If you use prescription medication Most medicines are available in Dubai, but normally under different trade names that you may be accustomed to. I would however suggest that you either bring a recent prescription or the information pamphlet that accompanies your normal medication; that way the pharmacist can provide you with the local equivalent. 

 

Religion and Holidays Although being an Islamic administered country, a great deal of religious freedom is observed and there are a number of churches and places of worship through Dubai; in some cases the rulers of the UAE have even contributed in some way to the construction of these. These hold less conspicuous positions than the mosques and are sometimes not in plain site. Church services are normally conducted on Fridays and not Sundays. 

 

Holidays are normally considered Private sector or Public sector; Private sector holidays are observed by all privately owned companies in the UAE while Public sector holidays are those given to governmental departments, military, police service, municipality and banks. In general the public sector get longer holidays than those in the Private sector. For example, the Private sector may get a 2 day Eid holiday, while the Public sector may get 7 days.

**DATA SECTION:**
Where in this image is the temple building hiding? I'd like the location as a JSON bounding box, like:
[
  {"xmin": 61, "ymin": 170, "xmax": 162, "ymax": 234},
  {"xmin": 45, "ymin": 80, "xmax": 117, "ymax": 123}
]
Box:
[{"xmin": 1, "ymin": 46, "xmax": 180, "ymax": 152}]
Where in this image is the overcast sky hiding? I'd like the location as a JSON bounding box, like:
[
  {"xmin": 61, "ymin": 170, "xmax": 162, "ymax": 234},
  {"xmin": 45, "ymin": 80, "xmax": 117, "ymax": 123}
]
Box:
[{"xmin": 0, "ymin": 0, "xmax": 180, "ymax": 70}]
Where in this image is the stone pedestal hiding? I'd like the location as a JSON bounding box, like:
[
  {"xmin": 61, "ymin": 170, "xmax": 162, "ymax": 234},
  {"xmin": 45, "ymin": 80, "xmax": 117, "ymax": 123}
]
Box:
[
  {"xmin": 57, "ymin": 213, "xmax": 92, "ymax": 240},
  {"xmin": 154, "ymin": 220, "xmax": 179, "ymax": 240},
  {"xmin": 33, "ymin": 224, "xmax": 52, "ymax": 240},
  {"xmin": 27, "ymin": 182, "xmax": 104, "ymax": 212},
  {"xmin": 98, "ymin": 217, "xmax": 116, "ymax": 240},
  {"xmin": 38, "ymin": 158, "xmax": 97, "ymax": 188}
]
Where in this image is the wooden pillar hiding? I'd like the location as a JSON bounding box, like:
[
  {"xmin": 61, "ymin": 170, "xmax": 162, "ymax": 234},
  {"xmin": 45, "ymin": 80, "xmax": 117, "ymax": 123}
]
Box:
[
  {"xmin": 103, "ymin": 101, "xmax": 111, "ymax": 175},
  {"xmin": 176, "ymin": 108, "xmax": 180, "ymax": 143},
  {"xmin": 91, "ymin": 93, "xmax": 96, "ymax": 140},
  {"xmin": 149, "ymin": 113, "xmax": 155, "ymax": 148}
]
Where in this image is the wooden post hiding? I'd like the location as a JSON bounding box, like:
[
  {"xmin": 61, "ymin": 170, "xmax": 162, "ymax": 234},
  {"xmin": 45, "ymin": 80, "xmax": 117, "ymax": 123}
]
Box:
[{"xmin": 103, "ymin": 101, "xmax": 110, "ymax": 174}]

**WHAT YOU ARE ASKED TO DO:** According to the text about Dubai, on which day are church services normally held? These items come from a different source than the text about Dubai.

**SOLUTION:** Church services are normally held on Fridays, not Sundays.